→ WHAT TO WORK ON
a: Write out the passage on NGF-coated magnetic nanoparticles word for word, starting with "In order to" and going on through "network (Figure 1f).".
b: Resume the passage on NGF-coated magnetic nanoparticles after its final sentence, carrying it forward in the same style.

START EXERCISE TEXT

In order to determine whether the conjugated NGF protein retained its biological activity, and was not harmed by the binding process, we examined NGF-MNPs’ functionality. We used PC12 cells, a common model for neuronal differentiation, which differentiate and extend branching neurites when exposed to NGF in vitro [53]. NGF-MNPs were added to PC12 cells that were cultured a day before on collagen-coated plates. The NGF-MNPs were found to induce PC12 differentiation. The cells demonstrated neurite outgrowth and they formed a branched network (Figure 1f).
Although several formulations of iron oxide nanoparticles have already been approved by the FDA as MRI contrast agents for clinical use [54,55], other iron oxide nanoparticles show toxic effects [56,57]. Therefore, the toxicity level of the particles must be tested. Cell viability XTT assay showed that the NGF-MNPs exhibited no significant cytotoxicity to several different types of cells, including rat adrenal pheochromocytoma cells (PC12), human neuroblastoma cells (SH-SY5Y), and mouse embryonic fibroblast cells (NIH 3T3), even under high concentrations up to 250 µg/mL (Figure 2a). Cellular uptake of NGF-MNPs was studied by time-lapse fluorescence microscopy. Already three minutes after the NGF-MNPs addition to cell culture dish, a red fluorescence signal was detected from cytoplasm of PC12 cells (Figure 2b). The fluorescence increased in a time-dependent manner.

3.2. In Vitro Magnetic Targeting of NGF-MNPs

For in vitro local targeting of the NGF-MNPs we designed a 3D platform that can hold portable magnets in a modular combination according to need. This modular magnetic device enables the creation of magnetic “hot spots” that attract the magnetic carriers. Furthermore, such modular magnetic devices can be used for many magnet-based applications, including applying mechanical stress on membranes, cytoskeleton, or other organelles regulating gene expression and intracellular processes. For example, Zablotskii et al. used a hexagonal matrix consisting of millimetre sized cylinders to magnetically regulate cellular nanomechanics of stem cells [58]. Here, we printed a beehive shaped non-magnetic block embedded with parallel holes (Figure 3a). This non-magnetic device was designed as a plastic porous rectangular prism. The pinholes in the device are scattered equally, as the distance between two adjacent pinhole centers is equal (Figure 3b). By arranging the magnetic rods at a desired form within the block, specific patterns of external magnetic fields can be achieved above. We used neodymium magnets N42 (NdFeB) with cylinder dimensions of 1 mm diameter and 1 mm height each (Figure 3c). Piling these magnets one on top of the other creates the rod structure (Figure 3d). We calculated the effective magnetic field above one single magnetic rod that can serve as a building block for any chosen configuration. Figure 3e presents the simulated magnetic flux density that was generated by a single magnet rod.

END EXERCISE TEXT
START PROVIDED INFORMATION

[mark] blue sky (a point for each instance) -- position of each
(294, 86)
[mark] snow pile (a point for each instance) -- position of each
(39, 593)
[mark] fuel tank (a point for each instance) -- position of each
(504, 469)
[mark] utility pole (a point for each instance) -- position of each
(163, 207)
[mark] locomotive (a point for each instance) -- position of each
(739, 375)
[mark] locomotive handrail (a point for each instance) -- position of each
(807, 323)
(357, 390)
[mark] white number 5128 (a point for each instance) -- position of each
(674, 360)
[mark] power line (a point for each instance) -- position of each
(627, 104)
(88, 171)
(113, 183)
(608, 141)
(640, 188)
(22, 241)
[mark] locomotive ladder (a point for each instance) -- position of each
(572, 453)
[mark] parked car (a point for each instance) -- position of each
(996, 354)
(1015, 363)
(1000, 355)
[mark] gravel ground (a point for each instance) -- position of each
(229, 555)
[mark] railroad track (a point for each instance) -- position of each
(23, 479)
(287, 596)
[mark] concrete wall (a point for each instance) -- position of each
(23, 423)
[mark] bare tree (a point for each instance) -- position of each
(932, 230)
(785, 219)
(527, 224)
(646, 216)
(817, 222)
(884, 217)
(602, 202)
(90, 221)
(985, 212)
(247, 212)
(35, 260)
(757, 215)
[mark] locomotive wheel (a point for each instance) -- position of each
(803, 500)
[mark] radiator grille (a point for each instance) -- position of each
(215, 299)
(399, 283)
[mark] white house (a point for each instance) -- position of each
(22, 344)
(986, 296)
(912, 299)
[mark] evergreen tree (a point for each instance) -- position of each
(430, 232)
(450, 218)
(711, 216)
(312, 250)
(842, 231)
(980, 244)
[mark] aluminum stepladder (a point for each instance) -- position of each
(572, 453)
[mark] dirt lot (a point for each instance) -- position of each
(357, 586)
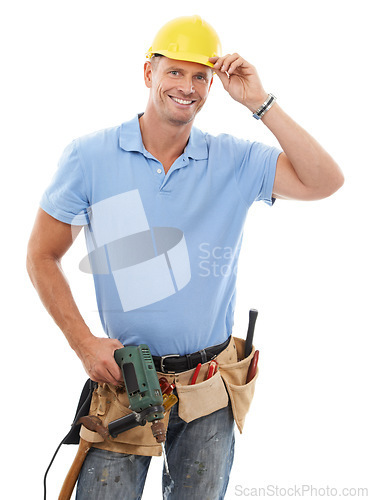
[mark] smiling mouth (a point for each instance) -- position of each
(184, 102)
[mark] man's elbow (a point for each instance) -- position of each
(335, 183)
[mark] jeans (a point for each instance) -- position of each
(200, 457)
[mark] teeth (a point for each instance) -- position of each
(181, 101)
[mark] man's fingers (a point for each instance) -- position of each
(224, 78)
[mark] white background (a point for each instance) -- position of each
(73, 67)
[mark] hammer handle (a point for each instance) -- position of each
(72, 476)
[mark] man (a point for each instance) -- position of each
(166, 203)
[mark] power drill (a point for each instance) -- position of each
(143, 390)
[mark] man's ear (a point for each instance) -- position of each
(148, 74)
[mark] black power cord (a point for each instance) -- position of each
(73, 435)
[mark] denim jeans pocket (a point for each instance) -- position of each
(202, 398)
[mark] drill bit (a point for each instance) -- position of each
(165, 459)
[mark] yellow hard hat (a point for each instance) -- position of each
(188, 38)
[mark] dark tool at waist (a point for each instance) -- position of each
(176, 363)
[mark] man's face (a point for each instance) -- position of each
(179, 89)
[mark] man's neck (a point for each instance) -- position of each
(163, 140)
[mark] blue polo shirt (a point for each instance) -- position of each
(162, 248)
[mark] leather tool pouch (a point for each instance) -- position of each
(206, 396)
(110, 403)
(234, 376)
(229, 383)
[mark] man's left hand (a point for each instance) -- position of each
(240, 80)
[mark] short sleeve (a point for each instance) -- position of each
(66, 197)
(256, 172)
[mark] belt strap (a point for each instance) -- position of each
(176, 363)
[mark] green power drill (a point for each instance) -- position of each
(143, 390)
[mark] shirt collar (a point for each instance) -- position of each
(130, 139)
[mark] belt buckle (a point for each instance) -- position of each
(162, 358)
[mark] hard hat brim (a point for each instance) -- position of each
(184, 56)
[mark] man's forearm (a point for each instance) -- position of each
(51, 284)
(315, 168)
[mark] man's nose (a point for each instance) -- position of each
(186, 86)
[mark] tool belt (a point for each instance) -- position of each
(174, 363)
(206, 396)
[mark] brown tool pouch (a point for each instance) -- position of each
(207, 396)
(110, 403)
(202, 398)
(234, 376)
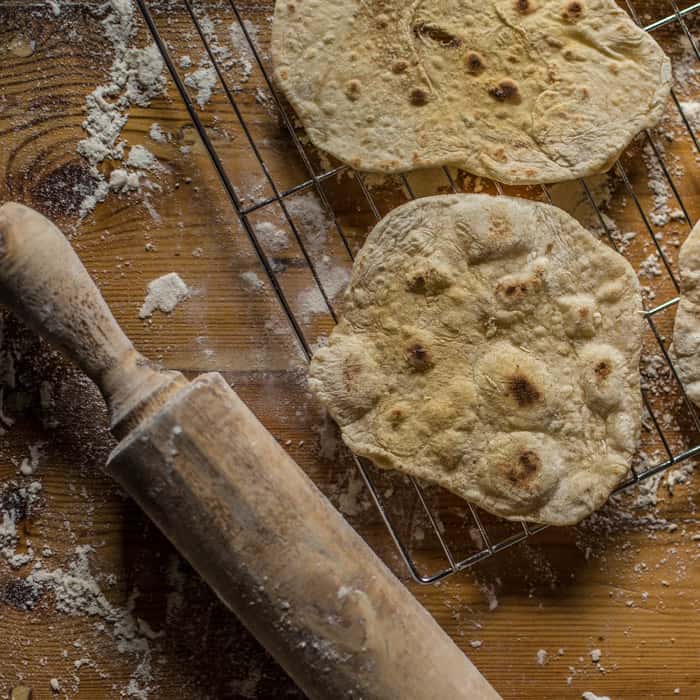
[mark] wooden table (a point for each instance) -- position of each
(619, 583)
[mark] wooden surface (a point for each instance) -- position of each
(624, 582)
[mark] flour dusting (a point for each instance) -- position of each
(164, 294)
(135, 78)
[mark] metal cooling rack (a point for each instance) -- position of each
(490, 544)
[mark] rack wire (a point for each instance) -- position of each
(490, 545)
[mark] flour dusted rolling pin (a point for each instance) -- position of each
(233, 502)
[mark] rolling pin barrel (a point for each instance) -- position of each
(234, 503)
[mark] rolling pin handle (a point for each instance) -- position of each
(44, 282)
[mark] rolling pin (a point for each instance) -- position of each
(232, 501)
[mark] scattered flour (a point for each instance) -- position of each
(135, 77)
(141, 158)
(164, 294)
(121, 180)
(156, 133)
(274, 239)
(31, 464)
(77, 592)
(658, 185)
(353, 500)
(691, 111)
(203, 80)
(243, 56)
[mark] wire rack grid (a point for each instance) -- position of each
(491, 545)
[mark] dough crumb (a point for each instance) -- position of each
(164, 294)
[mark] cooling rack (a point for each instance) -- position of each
(490, 542)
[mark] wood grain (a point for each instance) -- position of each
(567, 588)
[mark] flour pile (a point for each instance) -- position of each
(135, 78)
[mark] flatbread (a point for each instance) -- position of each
(686, 330)
(522, 91)
(490, 345)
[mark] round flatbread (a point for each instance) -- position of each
(490, 345)
(522, 91)
(686, 329)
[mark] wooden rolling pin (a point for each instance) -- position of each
(232, 501)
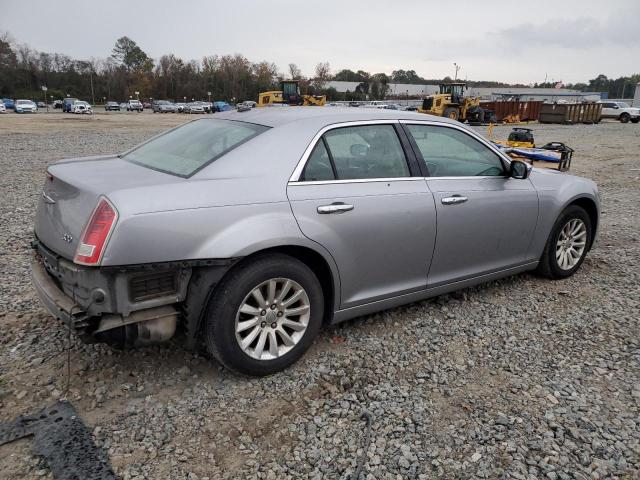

END PROVIDED INFORMATION

→ SET OF ANSWERS
a:
In order to determine whether the conjugated NGF protein retained its biological activity, and was not harmed by the binding process, we examined NGF-MNPs’ functionality. We used PC12 cells, a common model for neuronal differentiation, which differentiate and extend branching neurites when exposed to NGF in vitro [53]. NGF-MNPs were added to PC12 cells that were cultured a day before on collagen-coated plates. The NGF-MNPs were found to induce PC12 differentiation. The cells demonstrated neurite outgrowth and they formed a branched network (Figure 1f).

b:
Figure 4 presents an example of a circular arrangement of magnets. Six pinholes in the hive device were filled with the neodymium magnet rods in a form of a circle with a single rod in the center. The six magnets of the perimeter were polarized in one direction and the center magnet was polarized in the opposite magnetization direction. We simulated the magnetic flux density at different planes: 0.1 mm, 0.5 mm, 1 mm, 1.5 mm, 2 mm, and 2.5 mm above the magnetic rods. Simulation of the magnetic flux density one mm above the stand (equals to the thickness of the plastic plate culture) shows a maximal intensity value of ~0.16 T above the magnetic rods, appearing as seven magnetic “hot spots”. It can be seen that, according to the simulation, 2.5 mm above the device surface the highest magnetic intensity is shaped as a continuous circle forming an effective magnetic attractive area of a ring. Magnetic field gradients, which are responsible for MNPs actuation at a distance, were simulated demonstrating the effective magnetic area above the device (Figure S2).
In order to induce differentiation locally, we used the 3D platform of the beehive block embedded with the magnetic rods to design “hot spots” that will attract the NGF-MNPs selectively to specific regions in culture dish. PC12 cells were cultured overnight and they were shown to be spread homogenously in the culture. To demonstrate clearly the localized effect, the culture dish was placed atop the magnetic stand and only a single magnet rod was placed in one of the pinholes (Figure 5a). NGF-MNPs were added to the culture dish for incubation, and before imaging cells were washed, therefore only nanoparticles interacting with cells could be detected. It can be seen that cells above magnet site demonstrate a high uptake of the NGF-MNPs, whereas cells in other areas of the dish, away from the magnet, show no accumulation of nanoparticles (Figure 5b).
To examine the ability to induce efficient differentiation locally, the NGF-MNPs that were added to the homogenous cell culture were incubated for four days before imaging. Phase contrast images of the PC12 cells, far and close to the magnetic “hot spots”, indicate the localized differentiation effect (Figure 5c). PC12 cells above magnetic site were at an advanced stage of differentiation with long neurites interconnecting between neighboring cells. The longest neurite observed was >250 µm. On the contrary, cells that were 0.5 cm away from magnet site had shorter neurites, with the longest neurite of ~70 µm. The cells located far from the magnet site (zone 4) showed no differentiation.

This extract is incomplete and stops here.